- **DIRECTIONS FOR THIS TASK**
Set out as a numbered list the lines of the items from the very first line through the line containing "x=395, y=220", both ends included, omitting any blank lines.

- **LISTED RECORDS**
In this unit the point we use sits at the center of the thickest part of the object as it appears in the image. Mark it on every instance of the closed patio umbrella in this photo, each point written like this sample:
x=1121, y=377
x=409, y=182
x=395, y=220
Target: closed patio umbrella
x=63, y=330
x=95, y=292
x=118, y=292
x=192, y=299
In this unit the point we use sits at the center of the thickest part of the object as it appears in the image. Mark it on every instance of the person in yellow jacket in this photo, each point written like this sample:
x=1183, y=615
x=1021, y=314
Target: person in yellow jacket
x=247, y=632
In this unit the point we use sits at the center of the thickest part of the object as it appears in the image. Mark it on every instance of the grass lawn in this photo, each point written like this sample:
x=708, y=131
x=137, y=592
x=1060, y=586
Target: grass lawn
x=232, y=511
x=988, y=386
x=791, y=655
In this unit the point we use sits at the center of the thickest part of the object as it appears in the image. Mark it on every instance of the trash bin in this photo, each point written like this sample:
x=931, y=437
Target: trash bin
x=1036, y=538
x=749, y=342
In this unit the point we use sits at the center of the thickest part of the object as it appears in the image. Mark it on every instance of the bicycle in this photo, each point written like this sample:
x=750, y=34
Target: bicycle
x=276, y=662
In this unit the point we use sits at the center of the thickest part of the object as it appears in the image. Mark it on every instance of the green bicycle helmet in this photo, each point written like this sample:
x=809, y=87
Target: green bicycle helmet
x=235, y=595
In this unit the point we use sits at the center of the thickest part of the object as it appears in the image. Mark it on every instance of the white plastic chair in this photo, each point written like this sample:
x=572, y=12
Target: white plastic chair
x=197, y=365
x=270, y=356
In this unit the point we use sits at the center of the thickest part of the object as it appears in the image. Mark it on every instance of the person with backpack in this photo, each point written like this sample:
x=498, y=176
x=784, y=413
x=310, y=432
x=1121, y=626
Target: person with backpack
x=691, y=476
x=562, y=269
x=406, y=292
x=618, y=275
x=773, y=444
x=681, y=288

- **EXERCISE ANSWER**
1. In this unit the point we use sits at the center of the thickest part of the object as it appears in the image. Mark it on every instance of the closed patio umbrella in this photo, each point written like this sample:
2. x=1121, y=377
3. x=409, y=182
4. x=395, y=220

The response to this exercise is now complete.